What you need to do:
Extract from the material below every line that contains the word "costume", reproducing each such line in full.

Supplied data:
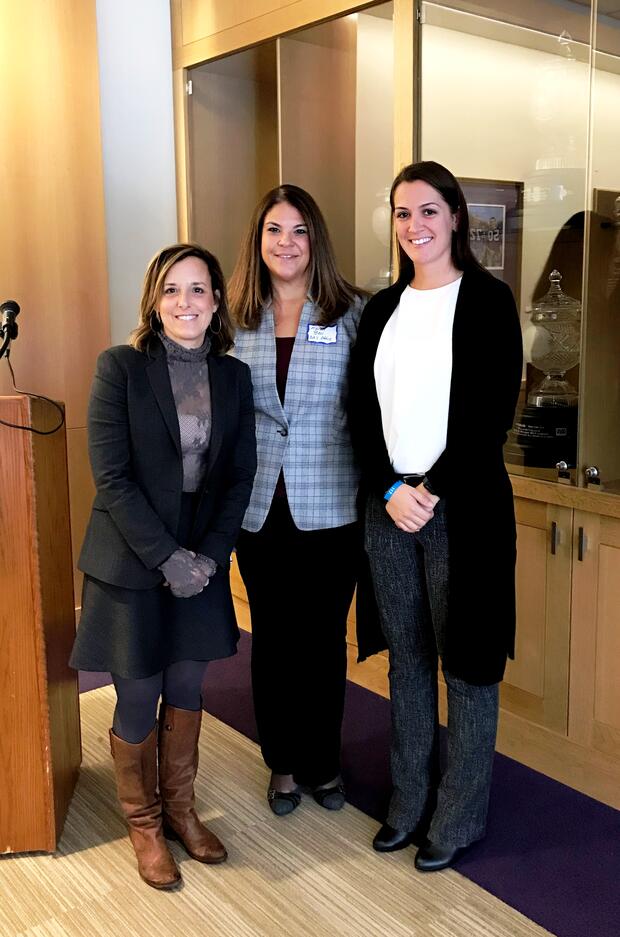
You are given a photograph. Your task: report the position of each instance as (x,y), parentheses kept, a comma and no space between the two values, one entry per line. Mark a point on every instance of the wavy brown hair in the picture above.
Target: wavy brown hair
(250,285)
(149,323)
(442,180)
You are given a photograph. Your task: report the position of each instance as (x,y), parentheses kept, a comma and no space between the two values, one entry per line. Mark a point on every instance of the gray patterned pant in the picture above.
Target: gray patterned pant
(410,573)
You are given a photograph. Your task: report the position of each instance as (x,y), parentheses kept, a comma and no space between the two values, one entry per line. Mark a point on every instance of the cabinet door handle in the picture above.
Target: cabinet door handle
(581,542)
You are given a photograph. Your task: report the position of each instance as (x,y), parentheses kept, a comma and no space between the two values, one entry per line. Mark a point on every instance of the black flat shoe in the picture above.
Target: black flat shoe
(332,798)
(432,858)
(283,802)
(389,840)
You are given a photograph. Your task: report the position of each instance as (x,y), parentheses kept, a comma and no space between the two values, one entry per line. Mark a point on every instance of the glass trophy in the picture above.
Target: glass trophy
(546,428)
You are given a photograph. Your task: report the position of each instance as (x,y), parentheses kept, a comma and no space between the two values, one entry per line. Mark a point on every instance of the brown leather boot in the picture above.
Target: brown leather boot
(179,730)
(136,781)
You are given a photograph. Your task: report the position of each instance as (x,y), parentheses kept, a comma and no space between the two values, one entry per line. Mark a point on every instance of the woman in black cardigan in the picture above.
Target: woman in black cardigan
(173,454)
(436,373)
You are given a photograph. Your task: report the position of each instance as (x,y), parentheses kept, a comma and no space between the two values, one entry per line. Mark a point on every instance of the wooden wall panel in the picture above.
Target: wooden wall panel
(317,105)
(52,236)
(204,36)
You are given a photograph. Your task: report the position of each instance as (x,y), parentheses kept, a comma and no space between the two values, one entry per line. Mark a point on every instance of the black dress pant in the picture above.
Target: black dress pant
(300,585)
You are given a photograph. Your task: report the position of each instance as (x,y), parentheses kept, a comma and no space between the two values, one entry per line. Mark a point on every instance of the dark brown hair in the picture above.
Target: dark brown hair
(250,284)
(442,180)
(149,323)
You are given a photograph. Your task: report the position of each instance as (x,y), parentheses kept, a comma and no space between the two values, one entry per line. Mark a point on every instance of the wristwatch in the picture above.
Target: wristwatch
(426,483)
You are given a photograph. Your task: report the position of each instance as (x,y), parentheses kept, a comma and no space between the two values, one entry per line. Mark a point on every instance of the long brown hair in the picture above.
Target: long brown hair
(442,180)
(250,285)
(149,323)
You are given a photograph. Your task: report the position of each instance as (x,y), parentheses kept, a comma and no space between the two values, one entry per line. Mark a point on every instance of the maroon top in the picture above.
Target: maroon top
(284,350)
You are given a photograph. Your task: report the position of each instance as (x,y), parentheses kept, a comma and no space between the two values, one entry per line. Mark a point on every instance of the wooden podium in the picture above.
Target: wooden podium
(40,750)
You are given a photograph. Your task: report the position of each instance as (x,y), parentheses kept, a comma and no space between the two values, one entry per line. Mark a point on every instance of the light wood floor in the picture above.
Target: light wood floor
(371,674)
(312,874)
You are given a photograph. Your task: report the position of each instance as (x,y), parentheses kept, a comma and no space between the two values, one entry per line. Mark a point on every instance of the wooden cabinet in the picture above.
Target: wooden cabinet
(594,714)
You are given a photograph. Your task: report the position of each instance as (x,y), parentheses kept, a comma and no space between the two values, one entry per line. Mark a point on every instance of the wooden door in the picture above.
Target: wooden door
(594,718)
(536,682)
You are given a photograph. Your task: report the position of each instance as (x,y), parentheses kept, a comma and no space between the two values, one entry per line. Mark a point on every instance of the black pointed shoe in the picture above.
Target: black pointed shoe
(433,857)
(389,840)
(283,802)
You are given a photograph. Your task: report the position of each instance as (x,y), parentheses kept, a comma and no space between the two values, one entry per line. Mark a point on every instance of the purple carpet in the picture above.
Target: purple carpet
(550,852)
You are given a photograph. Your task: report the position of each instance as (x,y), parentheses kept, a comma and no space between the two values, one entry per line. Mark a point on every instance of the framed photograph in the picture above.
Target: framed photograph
(495,224)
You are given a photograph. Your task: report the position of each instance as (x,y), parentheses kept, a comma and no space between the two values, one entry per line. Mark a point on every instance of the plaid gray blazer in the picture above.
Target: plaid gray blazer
(308,438)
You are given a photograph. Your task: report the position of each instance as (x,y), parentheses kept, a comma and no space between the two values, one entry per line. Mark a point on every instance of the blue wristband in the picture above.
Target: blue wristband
(392,489)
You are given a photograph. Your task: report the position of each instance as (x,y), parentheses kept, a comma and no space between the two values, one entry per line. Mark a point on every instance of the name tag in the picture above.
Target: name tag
(323,335)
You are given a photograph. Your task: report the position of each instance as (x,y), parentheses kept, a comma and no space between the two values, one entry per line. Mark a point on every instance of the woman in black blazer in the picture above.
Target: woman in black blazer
(436,372)
(173,454)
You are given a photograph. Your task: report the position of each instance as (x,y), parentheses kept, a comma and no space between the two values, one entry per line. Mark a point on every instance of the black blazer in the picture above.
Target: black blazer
(135,454)
(470,474)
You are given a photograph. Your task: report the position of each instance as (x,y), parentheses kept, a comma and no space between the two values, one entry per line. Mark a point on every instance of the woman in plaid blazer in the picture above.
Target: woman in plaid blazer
(297,320)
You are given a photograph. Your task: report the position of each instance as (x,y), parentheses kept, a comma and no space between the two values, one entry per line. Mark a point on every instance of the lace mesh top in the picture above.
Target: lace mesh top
(189,377)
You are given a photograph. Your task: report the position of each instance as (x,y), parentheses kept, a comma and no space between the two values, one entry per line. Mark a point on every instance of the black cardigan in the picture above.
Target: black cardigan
(470,473)
(135,454)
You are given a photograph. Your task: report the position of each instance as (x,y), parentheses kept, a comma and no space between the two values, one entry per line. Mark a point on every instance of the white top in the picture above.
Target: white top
(413,370)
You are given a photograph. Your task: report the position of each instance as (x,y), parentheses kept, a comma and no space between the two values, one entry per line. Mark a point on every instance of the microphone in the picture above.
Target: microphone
(9,311)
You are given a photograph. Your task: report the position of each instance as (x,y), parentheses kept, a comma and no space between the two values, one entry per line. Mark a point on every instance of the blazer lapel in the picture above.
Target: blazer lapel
(159,379)
(219,409)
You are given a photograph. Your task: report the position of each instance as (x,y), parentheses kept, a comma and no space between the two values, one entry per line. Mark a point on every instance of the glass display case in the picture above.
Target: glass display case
(517,102)
(312,108)
(534,104)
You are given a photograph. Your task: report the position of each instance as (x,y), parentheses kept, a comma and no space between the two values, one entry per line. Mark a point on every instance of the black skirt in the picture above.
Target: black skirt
(138,632)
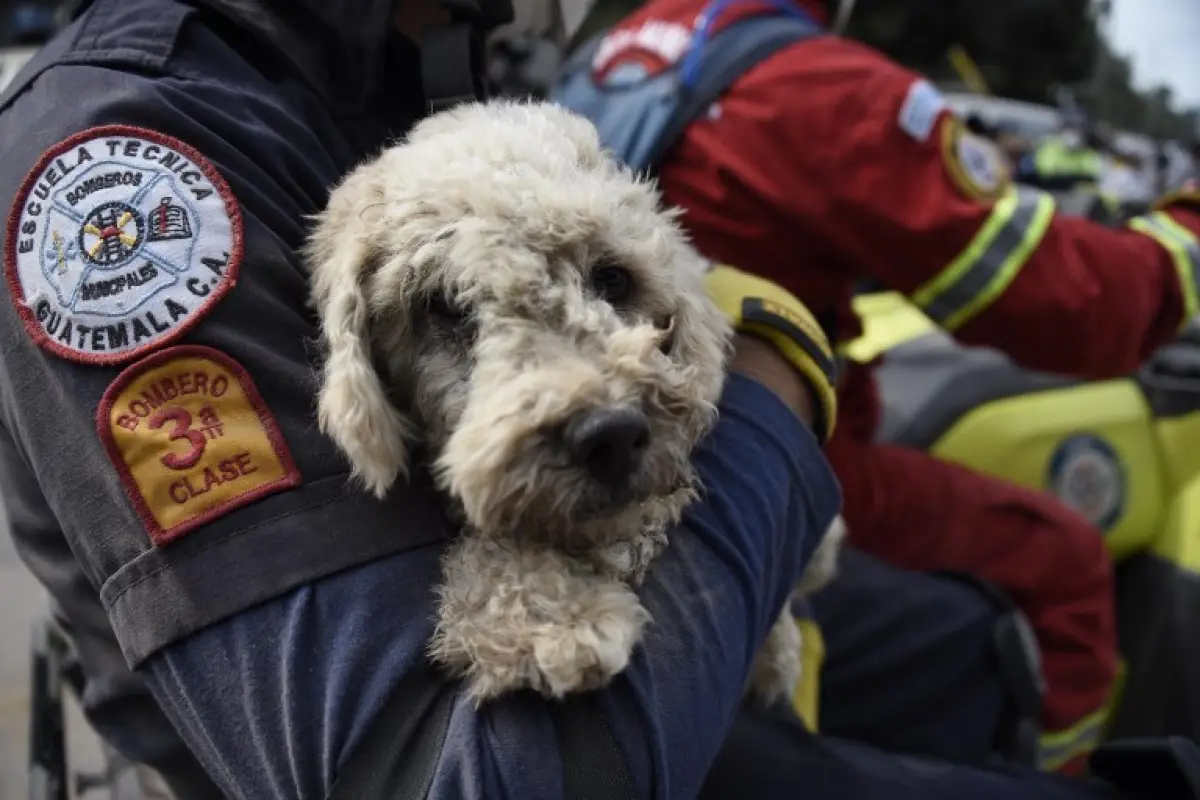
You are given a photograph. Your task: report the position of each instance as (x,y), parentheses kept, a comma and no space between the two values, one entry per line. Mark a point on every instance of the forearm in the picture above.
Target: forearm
(309,672)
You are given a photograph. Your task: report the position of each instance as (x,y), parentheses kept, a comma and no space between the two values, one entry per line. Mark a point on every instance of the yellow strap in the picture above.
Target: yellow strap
(1185,252)
(990,262)
(1059,747)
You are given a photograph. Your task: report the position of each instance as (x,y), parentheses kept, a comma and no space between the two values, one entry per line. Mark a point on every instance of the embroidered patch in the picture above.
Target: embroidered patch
(921,109)
(1086,474)
(973,163)
(192,439)
(120,240)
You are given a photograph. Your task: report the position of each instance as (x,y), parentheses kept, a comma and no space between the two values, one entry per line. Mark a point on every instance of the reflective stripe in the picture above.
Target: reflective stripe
(1060,747)
(1185,251)
(807,692)
(1057,749)
(991,260)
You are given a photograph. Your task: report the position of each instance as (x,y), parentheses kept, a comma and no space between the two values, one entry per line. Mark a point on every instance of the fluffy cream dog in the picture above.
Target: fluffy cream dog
(505,302)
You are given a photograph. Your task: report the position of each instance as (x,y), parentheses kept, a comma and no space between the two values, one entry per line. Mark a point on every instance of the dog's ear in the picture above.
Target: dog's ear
(353,407)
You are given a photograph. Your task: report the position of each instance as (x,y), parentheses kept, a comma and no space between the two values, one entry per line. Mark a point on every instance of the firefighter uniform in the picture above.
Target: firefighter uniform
(825,164)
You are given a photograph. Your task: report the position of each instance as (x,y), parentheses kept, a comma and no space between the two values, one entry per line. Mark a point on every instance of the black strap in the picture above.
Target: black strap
(593,765)
(730,54)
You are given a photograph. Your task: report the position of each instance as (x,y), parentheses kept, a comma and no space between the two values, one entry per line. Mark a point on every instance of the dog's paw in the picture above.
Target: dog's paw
(533,619)
(777,668)
(630,558)
(823,566)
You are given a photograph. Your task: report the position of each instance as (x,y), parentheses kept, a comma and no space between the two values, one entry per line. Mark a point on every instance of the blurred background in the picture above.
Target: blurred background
(1013,68)
(1129,67)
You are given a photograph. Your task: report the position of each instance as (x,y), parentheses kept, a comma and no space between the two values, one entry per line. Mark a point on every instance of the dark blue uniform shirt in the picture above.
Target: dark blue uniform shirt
(273,632)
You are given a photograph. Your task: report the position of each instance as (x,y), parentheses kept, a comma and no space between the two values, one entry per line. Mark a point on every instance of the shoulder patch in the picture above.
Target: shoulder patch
(1087,475)
(975,164)
(120,240)
(921,109)
(191,439)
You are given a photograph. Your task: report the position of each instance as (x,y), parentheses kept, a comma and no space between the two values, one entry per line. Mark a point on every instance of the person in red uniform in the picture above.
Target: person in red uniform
(826,164)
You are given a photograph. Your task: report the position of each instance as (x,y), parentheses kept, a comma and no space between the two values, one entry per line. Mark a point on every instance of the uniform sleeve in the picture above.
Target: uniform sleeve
(186,473)
(301,677)
(927,208)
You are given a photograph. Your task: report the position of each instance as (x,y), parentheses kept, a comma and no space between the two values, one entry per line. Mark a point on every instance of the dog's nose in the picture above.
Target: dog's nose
(609,443)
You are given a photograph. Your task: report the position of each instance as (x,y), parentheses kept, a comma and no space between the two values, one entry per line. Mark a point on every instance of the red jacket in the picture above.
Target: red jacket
(814,172)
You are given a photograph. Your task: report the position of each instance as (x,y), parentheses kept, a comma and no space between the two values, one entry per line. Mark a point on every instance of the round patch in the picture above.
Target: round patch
(120,240)
(1086,474)
(976,166)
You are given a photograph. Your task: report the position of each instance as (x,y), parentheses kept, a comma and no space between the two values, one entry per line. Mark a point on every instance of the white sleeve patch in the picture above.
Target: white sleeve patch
(921,109)
(119,241)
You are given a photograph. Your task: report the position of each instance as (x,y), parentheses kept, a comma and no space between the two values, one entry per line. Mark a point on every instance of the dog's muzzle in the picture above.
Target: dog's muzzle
(609,445)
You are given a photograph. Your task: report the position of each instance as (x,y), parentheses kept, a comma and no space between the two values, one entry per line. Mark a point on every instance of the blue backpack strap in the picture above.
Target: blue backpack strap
(727,56)
(640,118)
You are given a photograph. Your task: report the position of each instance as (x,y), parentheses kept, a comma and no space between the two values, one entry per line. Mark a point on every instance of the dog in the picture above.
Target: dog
(504,302)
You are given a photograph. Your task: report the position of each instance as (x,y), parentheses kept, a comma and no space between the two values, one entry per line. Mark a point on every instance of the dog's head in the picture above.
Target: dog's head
(503,294)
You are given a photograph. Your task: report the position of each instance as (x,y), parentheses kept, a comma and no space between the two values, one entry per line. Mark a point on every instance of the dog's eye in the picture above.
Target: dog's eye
(613,283)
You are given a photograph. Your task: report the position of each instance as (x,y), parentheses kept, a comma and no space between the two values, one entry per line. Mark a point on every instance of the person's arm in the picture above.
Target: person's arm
(276,697)
(939,220)
(115,702)
(273,623)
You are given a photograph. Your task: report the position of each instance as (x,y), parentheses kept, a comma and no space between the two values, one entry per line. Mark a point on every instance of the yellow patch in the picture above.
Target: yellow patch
(975,164)
(192,439)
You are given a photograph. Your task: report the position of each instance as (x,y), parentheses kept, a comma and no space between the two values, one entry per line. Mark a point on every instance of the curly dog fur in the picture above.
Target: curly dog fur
(487,289)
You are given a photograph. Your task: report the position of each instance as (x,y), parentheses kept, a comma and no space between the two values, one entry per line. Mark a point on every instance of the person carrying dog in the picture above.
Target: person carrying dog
(237,596)
(823,163)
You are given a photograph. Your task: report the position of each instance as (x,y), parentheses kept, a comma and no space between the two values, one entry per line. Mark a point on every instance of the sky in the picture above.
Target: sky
(1162,38)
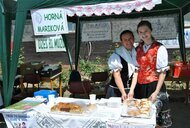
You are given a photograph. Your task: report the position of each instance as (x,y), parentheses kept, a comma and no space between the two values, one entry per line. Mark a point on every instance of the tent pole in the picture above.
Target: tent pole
(181,36)
(67,50)
(77,42)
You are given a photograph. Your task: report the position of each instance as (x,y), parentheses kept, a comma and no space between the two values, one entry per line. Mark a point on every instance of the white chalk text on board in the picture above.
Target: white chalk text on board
(49,21)
(50,44)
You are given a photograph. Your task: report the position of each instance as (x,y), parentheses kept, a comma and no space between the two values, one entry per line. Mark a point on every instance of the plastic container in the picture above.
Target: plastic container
(45,93)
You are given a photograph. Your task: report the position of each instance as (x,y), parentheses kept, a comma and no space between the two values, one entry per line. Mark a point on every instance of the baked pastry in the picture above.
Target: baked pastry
(67,107)
(139,107)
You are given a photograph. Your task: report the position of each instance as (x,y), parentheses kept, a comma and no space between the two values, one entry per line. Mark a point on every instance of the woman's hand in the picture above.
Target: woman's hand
(130,94)
(124,96)
(153,97)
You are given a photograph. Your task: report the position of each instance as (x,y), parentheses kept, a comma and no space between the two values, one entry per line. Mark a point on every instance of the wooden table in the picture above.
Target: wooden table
(51,79)
(185,79)
(47,79)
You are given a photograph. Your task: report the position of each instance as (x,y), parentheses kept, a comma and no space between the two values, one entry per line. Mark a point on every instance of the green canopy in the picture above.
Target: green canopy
(21,9)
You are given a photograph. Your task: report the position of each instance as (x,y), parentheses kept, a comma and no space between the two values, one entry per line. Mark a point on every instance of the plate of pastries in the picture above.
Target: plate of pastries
(137,108)
(73,107)
(68,107)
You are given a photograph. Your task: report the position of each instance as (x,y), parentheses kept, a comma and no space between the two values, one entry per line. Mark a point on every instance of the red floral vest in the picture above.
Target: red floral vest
(147,63)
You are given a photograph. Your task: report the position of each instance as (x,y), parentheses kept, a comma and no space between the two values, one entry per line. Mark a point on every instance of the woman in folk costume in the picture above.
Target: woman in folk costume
(122,64)
(148,81)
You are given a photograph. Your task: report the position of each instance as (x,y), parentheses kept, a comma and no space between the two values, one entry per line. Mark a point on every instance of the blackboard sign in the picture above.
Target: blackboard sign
(96,31)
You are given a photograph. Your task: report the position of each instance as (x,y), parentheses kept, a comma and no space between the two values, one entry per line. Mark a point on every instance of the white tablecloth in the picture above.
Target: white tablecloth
(102,117)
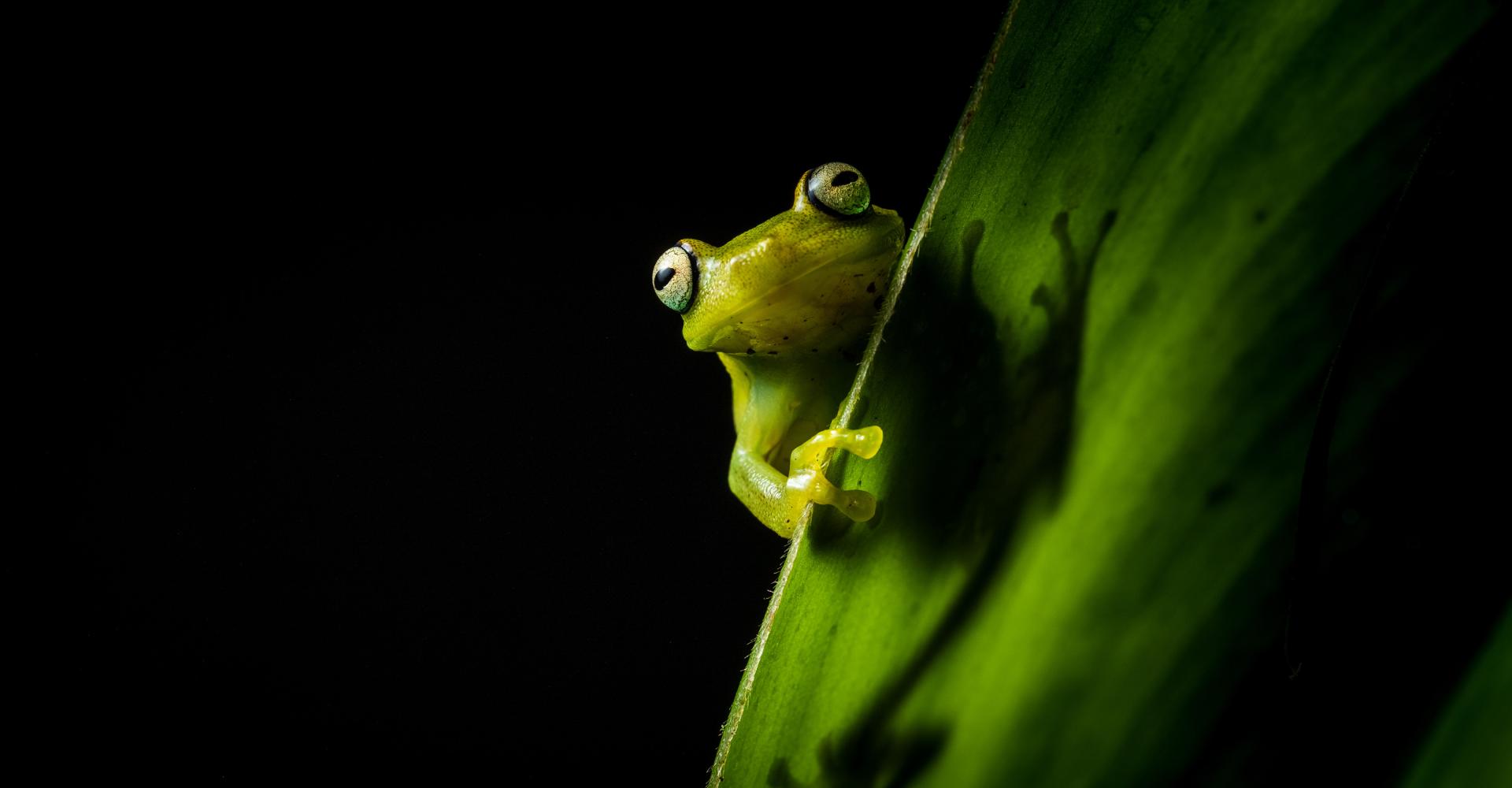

Expected answer:
You are given a photograph. Your task: report the position of each instance as (x,y), parentheses kept, a comma and no space between the two values, one entry per line. Mark a point on every instance of the woman in folk costume in the picture above.
Target: woman in folk costume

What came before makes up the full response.